* What you need to do *
Copy all of the rows below word for word, line by line, without changing anything.

— START OF Recorded data —

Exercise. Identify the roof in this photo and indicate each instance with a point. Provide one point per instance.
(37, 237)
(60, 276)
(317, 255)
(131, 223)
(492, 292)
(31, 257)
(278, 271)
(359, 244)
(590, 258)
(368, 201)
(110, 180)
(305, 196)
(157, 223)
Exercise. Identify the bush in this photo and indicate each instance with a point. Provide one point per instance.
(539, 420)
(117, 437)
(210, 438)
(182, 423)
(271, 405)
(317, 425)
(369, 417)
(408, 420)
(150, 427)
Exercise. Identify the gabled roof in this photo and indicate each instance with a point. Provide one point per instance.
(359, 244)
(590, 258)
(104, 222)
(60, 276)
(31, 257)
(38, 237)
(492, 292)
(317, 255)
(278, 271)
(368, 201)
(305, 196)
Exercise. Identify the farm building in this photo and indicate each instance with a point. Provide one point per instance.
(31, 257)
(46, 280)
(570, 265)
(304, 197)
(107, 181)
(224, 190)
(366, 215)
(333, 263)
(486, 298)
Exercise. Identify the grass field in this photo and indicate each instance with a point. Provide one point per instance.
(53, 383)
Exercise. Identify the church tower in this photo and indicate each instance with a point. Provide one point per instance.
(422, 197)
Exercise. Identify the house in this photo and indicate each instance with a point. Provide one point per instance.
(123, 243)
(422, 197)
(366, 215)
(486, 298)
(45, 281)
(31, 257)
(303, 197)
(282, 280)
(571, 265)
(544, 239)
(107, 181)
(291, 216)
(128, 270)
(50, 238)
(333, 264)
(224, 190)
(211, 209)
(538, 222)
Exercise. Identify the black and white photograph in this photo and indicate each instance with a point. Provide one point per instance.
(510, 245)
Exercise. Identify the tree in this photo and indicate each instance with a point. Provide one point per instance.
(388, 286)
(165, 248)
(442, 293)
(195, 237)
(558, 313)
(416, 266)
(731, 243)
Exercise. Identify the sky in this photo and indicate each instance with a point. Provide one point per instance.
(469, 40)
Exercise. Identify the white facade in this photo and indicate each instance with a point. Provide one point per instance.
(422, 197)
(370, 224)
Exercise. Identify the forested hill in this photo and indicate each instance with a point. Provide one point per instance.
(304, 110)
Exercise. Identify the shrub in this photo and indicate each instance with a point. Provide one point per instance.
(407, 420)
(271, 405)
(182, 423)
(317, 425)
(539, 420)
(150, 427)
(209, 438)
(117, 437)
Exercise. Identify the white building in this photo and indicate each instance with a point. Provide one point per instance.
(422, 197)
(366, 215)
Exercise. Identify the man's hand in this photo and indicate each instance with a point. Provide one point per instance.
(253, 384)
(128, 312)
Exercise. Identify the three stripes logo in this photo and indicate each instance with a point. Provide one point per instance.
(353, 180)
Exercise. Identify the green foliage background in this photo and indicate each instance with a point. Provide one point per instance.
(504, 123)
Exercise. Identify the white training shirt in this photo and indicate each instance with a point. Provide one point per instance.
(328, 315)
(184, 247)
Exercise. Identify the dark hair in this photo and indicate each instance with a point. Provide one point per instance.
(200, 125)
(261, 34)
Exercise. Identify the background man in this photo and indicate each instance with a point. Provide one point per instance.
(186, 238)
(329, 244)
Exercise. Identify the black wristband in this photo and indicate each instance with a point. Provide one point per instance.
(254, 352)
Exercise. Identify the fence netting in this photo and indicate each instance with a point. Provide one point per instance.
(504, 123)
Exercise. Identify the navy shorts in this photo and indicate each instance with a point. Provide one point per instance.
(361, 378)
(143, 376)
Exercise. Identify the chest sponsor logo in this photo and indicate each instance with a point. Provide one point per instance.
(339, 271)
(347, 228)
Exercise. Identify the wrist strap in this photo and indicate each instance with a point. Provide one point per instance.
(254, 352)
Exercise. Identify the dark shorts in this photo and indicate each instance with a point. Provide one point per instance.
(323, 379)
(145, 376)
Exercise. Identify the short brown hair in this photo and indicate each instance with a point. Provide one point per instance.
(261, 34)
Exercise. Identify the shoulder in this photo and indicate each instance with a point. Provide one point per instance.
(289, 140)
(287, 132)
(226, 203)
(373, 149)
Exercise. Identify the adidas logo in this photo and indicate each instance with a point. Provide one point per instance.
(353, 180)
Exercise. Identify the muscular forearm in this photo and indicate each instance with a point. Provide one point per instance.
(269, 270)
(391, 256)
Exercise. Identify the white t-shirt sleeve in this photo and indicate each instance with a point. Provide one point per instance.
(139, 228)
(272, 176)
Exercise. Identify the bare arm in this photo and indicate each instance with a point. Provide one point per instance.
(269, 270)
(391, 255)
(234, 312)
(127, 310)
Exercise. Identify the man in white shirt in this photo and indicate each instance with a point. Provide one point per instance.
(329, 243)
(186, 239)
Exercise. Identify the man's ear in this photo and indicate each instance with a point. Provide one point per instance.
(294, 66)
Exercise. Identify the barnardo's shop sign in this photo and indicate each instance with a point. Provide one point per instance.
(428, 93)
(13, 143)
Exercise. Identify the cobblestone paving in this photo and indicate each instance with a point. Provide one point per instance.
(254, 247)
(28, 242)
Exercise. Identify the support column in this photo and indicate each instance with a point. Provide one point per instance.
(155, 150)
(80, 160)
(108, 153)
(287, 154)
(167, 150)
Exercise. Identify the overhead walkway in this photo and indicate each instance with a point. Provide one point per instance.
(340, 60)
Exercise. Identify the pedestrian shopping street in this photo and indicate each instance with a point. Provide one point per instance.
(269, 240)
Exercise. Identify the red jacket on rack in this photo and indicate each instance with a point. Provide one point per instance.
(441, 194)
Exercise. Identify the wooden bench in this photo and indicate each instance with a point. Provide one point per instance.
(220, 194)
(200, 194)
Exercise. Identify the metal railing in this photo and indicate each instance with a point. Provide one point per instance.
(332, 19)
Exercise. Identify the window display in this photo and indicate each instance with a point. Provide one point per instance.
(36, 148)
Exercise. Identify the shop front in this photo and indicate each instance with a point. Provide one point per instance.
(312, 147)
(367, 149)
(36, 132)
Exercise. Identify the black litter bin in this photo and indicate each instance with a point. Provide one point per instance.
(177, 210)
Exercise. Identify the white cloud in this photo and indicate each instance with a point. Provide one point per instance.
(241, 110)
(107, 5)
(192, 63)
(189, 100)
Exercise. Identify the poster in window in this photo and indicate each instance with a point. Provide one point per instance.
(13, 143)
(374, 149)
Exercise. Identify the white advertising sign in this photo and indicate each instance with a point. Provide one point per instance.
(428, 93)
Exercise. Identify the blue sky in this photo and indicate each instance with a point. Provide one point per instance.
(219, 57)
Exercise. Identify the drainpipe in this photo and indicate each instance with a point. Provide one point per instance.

— END OF Recorded data —

* Exercise output *
Exercise. Identify the roof in this photo and indicate each instance with a point. Provide one point per instance.
(37, 237)
(60, 276)
(317, 255)
(131, 223)
(492, 292)
(31, 257)
(278, 271)
(359, 244)
(590, 258)
(368, 201)
(110, 180)
(305, 196)
(157, 223)
Exercise. Identify the bush in this photo and indicate each instance with a point. Provide one point per instance.
(539, 420)
(117, 437)
(210, 438)
(182, 423)
(271, 405)
(317, 425)
(369, 417)
(408, 420)
(150, 427)
Exercise. Identify the gabled roof in this photo and indicate each instance with a point. Provide one point per instance.
(359, 244)
(590, 258)
(104, 222)
(60, 276)
(31, 257)
(38, 237)
(492, 292)
(317, 255)
(278, 271)
(368, 201)
(305, 196)
Exercise. Identify the farm building in this photo and indicate each instance with a point. Provide one point per instance.
(31, 257)
(46, 280)
(570, 265)
(304, 197)
(107, 181)
(224, 190)
(366, 215)
(333, 263)
(486, 298)
Exercise. Identify the grass field in this photo and indicate each instance with a point. Provide one point per instance.
(53, 383)
Exercise. Identify the church tower in this photo and indicate each instance with a point. Provide one point per instance.
(422, 197)
Exercise. Identify the house in this photo and indicate each instance with a point. Provide one point per instance.
(123, 243)
(422, 197)
(366, 215)
(486, 298)
(45, 281)
(31, 257)
(303, 197)
(282, 280)
(571, 265)
(544, 239)
(107, 181)
(291, 216)
(128, 270)
(50, 238)
(333, 264)
(224, 190)
(211, 209)
(538, 222)
Exercise. Identify the black and white photograph in this photo and indicate each instance with a point. Provide one point per instance.
(510, 245)
Exercise. Identify the tree in this photo and indicate each instance with a point. Provide one point per instance.
(388, 286)
(165, 248)
(442, 293)
(195, 237)
(558, 313)
(416, 266)
(731, 243)
Exercise. Identify the sky in this photo and indicate each instance with a point. Provide one point per instance.
(469, 40)
Exercise. Identify the white facade in this photo and indicate each instance with a point. Provide one point per instance.
(422, 197)
(370, 224)
Exercise. Identify the forested hill in this photo and indicate each instance with a point. Provide one point per instance.
(304, 110)
Exercise. Identify the shrub in this photo and indicate each instance with a point. Provide one point per instance.
(407, 420)
(271, 405)
(182, 423)
(317, 425)
(539, 420)
(150, 427)
(209, 438)
(117, 437)
Exercise. Identify the white building in this photo and indicate each instance with a point. Provide one point per instance.
(422, 197)
(366, 215)
Exercise. Identify the man's hand in this photo and indicate each instance with a point. Provide one point per instance.
(253, 384)
(128, 312)
Exercise. Identify the three stripes logo in this photo and indicate each instance with a point. Provide one point per instance.
(353, 180)
Exercise. Identify the green foliage background in this photo and indicate each instance with a point. Provide one point per instance.
(504, 123)
Exercise. Identify the white training shirt in this photo and indicate each instance with a point. Provide one point per instance.
(328, 315)
(184, 247)
Exercise. Identify the dark hair in this photo and indicate each instance with a point. Provide one point per instance.
(200, 125)
(261, 34)
Exercise. Identify the background man in this photo and indicate each instance with a point. Provide one point per instance.
(186, 238)
(329, 244)
Exercise. Identify the black wristband in this photo and indicate each instance with a point. Provide one point per instance.
(254, 352)
Exercise. Identify the fence netting in this photo and indicate each instance with a point. Provide one point per instance.
(504, 123)
Exercise. Identify the navy shorts in this photo and indicate each instance with a point. Provide one point per instance.
(361, 378)
(143, 376)
Exercise. Identify the chest sponsor logo in this photo and indicate each instance with a point. Provide one point per instance.
(339, 271)
(347, 228)
Exercise. Identify the wrist strap in this photo and indicate each instance with a point. Provide one point per instance.
(254, 352)
Exercise. Identify the dark shorts in this photo and indicate each instance with a point. Provide one point per instance.
(323, 379)
(145, 376)
Exercise. Identify the short brown hair in this photo and indicate each instance with a point. Provide one point per instance.
(261, 34)
Exercise. Identify the shoulder in this photo and indicate each instance with a point. Provide one point per instance.
(289, 140)
(287, 132)
(226, 203)
(373, 149)
Exercise. Identify the adidas logo in this photo and indicate each instance with a point. Provide one point per instance.
(353, 180)
Exercise. Identify the muscular forearm in this photo and indicate each instance with a point. Provide one point per instance.
(269, 270)
(391, 256)
Exercise. Identify the white t-shirt sleeve in this photo and indicate each instance with a point. Provide one point per instance.
(139, 228)
(272, 176)
Exercise. Identify the bare arm in this photo and indicate each instance with a point. Provide one point per instance.
(269, 270)
(391, 255)
(234, 312)
(127, 310)
Exercise. Identify the man in white shirt in this photo and indicate each instance with a point. Provide one point per instance.
(329, 243)
(186, 239)
Exercise. Identify the man's ear in this photo and indicate each instance with a point. Provide one point per instance.
(294, 66)
Exercise. Identify the barnardo's shop sign in this photo and indicate each instance with a point. Provide one point per instance.
(428, 93)
(13, 143)
Exercise. Identify the cobblestone paving in this photo and indicate each instance with a point. Provide one point per instance.
(254, 247)
(28, 242)
Exercise. Identify the support column in this photo and indicate each instance with a point. Provide one point per instance.
(155, 150)
(80, 160)
(108, 153)
(287, 154)
(167, 150)
Exercise. Identify the overhead walkway in this photo and indicate each instance with a point. Provide one point per instance.
(340, 60)
Exercise. Identify the pedestrian shopping street in this photo and indicate each instance with a point. Provide one point per instance.
(269, 240)
Exercise. Identify the red jacket on rack in this photo and indicate each instance with a point. Provide one point per instance.
(441, 194)
Exercise. Identify the wooden bench in this photo and indicate each instance with a point. Provide one point per instance.
(220, 194)
(200, 194)
Exercise. Identify the metal railing in this photo and indicate each instance with a point. Provide one point per instance.
(332, 19)
Exercise. Identify the window display in this photo and indicate each instance with a point. Provide one point per instance.
(36, 148)
Exercise. Identify the shop front in this photo and indicate each instance with a point. Provide one point per instance.
(312, 147)
(367, 149)
(36, 132)
Exercise. Identify the black litter bin in this photo and indicate each instance with a point. Provide one point per instance.
(177, 210)
Exercise. Identify the white cloud in this photo and indicate each instance with a point. Provide one point per instance.
(241, 110)
(107, 5)
(192, 63)
(189, 100)
Exercise. Identify the poster in window in this photo and indicate each instance with a point. Provide one point per instance.
(13, 143)
(374, 149)
Exercise. Identify the white advertising sign in this photo and indicate each instance with a point. Provide one point per instance.
(428, 93)
Exercise. Identify the blue sky in this photo and indicate each instance with a point. Provide one point per instance.
(219, 57)
Exercise. Identify the drainpipe in this photo and indicate each instance with a point. Provide one point per instance.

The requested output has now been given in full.